Given problem 1:
In the biographical note, translate the sentence "Since 1990 I have been employed at the same department." into Spanish.

Source excerpt:

■ ■ ■

ElzbietaGreiner-Wronowa

Dr eng. Elzbieta Greiner-Wronowa:
I graduated the AGH - Technical University of Science and Technology, Faculty of Materials Science and Ceramics, Department of Glass Technology and Amorphous Coatings.

Since 1990 I have been employed at the same department. I earned my PhD in the field of chemical technology in 1999.

The main my professional interest is focused on identification of glass and glassmetal object corrosion processes. Testing deterioration has been based on some chosen methods, typical for materials science. Moreover the glass sensor method - patented by myself - has been found as a very useful non-destructive testing, especially appreciate in the case of analyzing historical objects. The results obtained are very helpful to the conservators and curators to estimate the most suitable sustainable conservation parameters.

■ ■ ■

(Rows of box annotation data)
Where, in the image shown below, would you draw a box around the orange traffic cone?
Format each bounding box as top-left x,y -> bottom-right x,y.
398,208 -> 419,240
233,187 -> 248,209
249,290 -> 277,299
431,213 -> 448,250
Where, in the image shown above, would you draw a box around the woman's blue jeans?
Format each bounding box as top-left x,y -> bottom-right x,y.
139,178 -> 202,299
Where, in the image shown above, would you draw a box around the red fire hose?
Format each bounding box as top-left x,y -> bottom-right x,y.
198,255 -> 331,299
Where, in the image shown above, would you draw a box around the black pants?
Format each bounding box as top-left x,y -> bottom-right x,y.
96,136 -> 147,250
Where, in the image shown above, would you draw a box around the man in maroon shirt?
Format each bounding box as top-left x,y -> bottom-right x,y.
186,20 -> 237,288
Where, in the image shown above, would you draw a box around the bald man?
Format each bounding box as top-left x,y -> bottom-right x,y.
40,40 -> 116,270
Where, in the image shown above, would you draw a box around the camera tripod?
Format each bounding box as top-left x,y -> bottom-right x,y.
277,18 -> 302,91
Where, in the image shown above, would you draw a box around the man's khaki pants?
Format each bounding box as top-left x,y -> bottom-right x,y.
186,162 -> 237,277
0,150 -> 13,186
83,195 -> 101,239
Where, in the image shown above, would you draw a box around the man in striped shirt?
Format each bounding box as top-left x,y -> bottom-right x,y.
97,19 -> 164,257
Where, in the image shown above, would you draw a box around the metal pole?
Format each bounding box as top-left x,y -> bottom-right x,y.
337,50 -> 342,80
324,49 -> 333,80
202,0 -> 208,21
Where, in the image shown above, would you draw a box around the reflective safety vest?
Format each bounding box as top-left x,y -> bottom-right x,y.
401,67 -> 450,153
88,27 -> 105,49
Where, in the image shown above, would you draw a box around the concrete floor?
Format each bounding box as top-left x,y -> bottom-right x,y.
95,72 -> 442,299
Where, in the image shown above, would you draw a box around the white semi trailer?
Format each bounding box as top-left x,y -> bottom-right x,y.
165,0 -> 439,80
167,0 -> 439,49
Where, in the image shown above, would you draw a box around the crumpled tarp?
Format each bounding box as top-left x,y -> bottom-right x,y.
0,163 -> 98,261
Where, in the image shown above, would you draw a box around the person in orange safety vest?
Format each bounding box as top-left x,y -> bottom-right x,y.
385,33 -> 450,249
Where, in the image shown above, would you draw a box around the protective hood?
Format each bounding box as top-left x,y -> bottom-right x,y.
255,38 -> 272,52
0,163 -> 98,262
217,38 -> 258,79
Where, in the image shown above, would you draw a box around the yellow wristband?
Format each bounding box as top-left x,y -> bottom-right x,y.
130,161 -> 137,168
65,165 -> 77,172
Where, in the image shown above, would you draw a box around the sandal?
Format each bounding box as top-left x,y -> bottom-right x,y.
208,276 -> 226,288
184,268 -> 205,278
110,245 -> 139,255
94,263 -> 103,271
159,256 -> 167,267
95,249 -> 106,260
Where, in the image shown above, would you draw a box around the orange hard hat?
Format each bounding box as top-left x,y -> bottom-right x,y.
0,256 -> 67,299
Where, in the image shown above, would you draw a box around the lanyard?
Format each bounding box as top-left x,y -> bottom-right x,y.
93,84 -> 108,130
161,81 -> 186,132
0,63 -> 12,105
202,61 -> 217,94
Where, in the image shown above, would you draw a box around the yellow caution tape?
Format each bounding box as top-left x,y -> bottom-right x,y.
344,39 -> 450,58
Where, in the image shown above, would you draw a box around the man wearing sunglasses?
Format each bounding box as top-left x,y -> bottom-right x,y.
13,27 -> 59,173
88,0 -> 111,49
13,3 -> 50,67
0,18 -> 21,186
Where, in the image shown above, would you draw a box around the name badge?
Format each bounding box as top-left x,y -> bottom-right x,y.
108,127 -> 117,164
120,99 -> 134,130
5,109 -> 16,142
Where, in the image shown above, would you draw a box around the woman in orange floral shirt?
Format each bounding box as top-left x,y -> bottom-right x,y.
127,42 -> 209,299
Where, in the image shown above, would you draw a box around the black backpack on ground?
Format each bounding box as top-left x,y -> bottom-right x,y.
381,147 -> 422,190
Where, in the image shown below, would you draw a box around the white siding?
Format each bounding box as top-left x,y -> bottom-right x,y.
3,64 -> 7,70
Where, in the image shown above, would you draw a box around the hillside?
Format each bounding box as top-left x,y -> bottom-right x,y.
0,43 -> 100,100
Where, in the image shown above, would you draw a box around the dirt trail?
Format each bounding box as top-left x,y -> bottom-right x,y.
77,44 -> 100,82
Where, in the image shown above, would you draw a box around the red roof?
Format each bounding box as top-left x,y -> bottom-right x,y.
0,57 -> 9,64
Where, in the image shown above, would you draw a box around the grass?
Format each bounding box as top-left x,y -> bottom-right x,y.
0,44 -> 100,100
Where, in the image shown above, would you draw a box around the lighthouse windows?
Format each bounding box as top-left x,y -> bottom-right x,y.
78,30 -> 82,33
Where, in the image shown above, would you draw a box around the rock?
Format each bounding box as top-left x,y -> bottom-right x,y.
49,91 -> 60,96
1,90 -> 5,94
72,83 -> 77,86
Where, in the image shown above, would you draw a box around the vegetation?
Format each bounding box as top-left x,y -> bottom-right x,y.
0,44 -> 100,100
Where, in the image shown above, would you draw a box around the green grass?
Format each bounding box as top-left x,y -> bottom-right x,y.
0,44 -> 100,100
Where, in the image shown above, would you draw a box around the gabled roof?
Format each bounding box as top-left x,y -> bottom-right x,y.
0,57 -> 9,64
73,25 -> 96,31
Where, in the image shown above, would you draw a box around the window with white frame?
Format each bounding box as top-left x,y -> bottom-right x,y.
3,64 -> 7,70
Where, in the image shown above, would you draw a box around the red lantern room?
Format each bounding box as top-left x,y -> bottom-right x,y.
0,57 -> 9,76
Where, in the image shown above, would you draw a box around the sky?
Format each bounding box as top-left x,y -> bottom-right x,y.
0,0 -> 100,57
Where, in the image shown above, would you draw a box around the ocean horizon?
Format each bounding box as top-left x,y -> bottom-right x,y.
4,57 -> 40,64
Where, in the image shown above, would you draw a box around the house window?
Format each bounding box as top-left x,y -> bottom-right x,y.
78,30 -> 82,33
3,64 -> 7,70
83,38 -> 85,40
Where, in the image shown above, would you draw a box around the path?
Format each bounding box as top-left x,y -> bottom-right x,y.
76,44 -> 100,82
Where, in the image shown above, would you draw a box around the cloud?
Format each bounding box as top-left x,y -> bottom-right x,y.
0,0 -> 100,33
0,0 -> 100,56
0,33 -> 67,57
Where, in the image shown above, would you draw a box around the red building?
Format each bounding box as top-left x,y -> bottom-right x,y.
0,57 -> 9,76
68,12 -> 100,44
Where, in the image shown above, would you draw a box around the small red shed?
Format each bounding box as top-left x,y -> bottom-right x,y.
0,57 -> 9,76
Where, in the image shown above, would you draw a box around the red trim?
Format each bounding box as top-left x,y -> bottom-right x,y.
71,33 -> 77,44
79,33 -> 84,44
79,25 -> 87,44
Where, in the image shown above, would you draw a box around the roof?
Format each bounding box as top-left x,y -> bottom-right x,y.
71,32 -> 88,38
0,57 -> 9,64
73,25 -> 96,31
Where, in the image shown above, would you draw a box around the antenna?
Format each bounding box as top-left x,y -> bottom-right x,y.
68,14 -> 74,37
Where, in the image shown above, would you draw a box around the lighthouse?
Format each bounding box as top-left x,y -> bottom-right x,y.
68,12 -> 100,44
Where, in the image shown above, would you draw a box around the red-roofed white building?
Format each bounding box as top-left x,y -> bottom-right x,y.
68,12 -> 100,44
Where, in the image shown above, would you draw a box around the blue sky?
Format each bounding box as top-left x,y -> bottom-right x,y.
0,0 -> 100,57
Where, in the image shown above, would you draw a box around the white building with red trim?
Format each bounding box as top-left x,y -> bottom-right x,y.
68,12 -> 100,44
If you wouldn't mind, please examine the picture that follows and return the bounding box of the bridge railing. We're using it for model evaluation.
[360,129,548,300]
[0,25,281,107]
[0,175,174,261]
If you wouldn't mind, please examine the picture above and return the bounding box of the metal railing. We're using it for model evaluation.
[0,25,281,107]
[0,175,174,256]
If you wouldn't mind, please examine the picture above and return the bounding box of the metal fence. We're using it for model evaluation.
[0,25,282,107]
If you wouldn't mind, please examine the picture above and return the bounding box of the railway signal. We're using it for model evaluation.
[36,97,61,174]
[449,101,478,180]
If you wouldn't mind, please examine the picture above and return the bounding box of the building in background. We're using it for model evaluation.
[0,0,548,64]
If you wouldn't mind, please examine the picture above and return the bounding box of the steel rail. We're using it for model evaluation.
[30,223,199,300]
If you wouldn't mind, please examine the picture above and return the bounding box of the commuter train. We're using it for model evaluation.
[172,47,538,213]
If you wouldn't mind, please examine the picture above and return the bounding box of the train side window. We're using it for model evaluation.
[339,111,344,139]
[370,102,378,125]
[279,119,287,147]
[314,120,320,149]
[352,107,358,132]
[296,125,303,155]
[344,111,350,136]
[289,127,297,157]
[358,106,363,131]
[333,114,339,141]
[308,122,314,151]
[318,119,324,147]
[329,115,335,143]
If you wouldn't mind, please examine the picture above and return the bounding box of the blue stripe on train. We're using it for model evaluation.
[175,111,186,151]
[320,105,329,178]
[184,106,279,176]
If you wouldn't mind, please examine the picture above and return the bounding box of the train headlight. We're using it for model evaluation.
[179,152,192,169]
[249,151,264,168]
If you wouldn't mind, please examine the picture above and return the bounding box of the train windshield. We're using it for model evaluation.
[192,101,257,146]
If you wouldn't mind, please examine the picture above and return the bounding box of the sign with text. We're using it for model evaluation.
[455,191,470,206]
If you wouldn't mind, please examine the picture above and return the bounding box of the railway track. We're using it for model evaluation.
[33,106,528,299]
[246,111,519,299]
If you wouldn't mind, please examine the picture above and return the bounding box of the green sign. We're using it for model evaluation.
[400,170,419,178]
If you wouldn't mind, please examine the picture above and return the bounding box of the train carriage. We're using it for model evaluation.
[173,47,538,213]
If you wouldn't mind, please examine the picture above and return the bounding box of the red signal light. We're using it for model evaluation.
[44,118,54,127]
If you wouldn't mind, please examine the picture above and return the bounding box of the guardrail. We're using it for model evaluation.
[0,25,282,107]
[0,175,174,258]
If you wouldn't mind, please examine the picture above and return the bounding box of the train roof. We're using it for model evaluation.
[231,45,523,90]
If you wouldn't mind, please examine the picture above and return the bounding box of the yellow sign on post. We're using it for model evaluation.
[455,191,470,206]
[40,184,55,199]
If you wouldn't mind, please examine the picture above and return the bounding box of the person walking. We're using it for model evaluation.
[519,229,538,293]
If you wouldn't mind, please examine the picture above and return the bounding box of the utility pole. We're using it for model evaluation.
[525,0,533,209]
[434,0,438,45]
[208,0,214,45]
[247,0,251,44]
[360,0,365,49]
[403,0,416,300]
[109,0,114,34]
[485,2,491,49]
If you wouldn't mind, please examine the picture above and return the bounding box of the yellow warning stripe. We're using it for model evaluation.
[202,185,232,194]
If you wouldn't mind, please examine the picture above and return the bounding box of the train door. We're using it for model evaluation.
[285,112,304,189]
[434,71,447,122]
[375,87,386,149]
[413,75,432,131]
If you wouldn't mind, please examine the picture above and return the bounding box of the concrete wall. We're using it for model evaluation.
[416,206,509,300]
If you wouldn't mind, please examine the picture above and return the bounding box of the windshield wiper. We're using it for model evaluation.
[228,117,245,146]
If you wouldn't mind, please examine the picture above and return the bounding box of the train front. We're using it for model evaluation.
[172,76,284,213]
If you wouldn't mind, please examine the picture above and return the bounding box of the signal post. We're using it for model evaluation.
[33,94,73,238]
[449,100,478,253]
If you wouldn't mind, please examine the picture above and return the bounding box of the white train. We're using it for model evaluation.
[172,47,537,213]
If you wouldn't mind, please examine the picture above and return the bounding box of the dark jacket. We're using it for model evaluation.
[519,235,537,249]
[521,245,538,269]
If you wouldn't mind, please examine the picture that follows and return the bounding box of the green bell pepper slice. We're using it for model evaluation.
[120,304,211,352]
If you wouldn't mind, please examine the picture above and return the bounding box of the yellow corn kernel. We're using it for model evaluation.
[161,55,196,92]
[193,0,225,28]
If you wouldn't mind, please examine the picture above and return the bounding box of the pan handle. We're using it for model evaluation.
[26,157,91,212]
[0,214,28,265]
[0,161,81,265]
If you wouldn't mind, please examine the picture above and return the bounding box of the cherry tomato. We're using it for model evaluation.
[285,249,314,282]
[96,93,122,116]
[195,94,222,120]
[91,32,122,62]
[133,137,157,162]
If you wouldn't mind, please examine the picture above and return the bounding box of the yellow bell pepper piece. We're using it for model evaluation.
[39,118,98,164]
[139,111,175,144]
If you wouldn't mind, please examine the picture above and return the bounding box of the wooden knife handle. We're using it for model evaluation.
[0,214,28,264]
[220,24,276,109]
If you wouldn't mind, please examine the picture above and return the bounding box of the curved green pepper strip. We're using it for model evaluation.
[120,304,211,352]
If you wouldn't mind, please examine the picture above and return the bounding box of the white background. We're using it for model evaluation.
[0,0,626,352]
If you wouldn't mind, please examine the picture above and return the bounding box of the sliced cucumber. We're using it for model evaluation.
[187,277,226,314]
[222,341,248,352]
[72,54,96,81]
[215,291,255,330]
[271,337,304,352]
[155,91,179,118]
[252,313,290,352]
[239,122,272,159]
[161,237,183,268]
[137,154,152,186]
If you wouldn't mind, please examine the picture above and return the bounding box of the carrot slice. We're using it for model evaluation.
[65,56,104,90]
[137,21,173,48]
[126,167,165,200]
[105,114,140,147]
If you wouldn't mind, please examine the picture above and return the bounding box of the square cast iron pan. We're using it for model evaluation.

■ ■ ■

Given problem 2:
Duplicate the records from the line containing "sign. We're using it for model evaluation." through the line containing "[228,117,245,146]", inclusive.

Correct response 1:
Desde 1990 trabajo en el mismo departamento.

Correct response 2:
If you wouldn't mind, please examine the picture above and return the bounding box of the green sign. We're using it for model evaluation.
[400,170,419,178]
If you wouldn't mind, please examine the picture above and return the bounding box of the train carriage. We're using it for model evaluation.
[173,47,538,213]
If you wouldn't mind, please examine the picture above and return the bounding box of the red signal light. We're using it for model evaluation.
[44,118,54,127]
If you wouldn't mind, please examine the picture above and return the bounding box of the guardrail. We're using it for model evaluation.
[0,25,282,107]
[0,175,174,258]
If you wouldn't mind, please examine the picture above and return the bounding box of the train roof. We're using it for model evaluation.
[231,45,523,90]
If you wouldn't mind, please examine the picture above and return the bounding box of the yellow sign on post. We're using it for model evaluation.
[455,191,470,206]
[40,184,55,199]
If you wouldn't mind, please examine the picture above and return the bounding box of the person walking. We're using it for model evaluation.
[519,229,538,293]
If you wouldn't mind, please examine the picture above and return the bounding box of the utility pole. We're using it for model evaluation.
[525,0,533,209]
[434,0,438,45]
[208,0,214,45]
[247,0,251,44]
[360,0,365,49]
[403,0,416,300]
[109,0,114,34]
[485,2,491,49]
If you wouldn't mind, please examine the picture above and return the bounding box of the yellow warning stripe. We're using it for model evaluation.
[202,185,232,194]
If you wouldn't mind, please examine the picture above and return the bounding box of the train door. We're using it for model evaluation.
[285,112,304,189]
[434,71,447,122]
[375,87,386,149]
[413,75,432,131]
If you wouldn't mind, please examine the picture above and return the bounding box of the concrete wall. We're using it for model evaluation.
[416,206,509,300]
If you wouldn't mind, please examine the picture above and return the bounding box of the windshield wiper. We're using it for model evaluation.
[228,117,245,146]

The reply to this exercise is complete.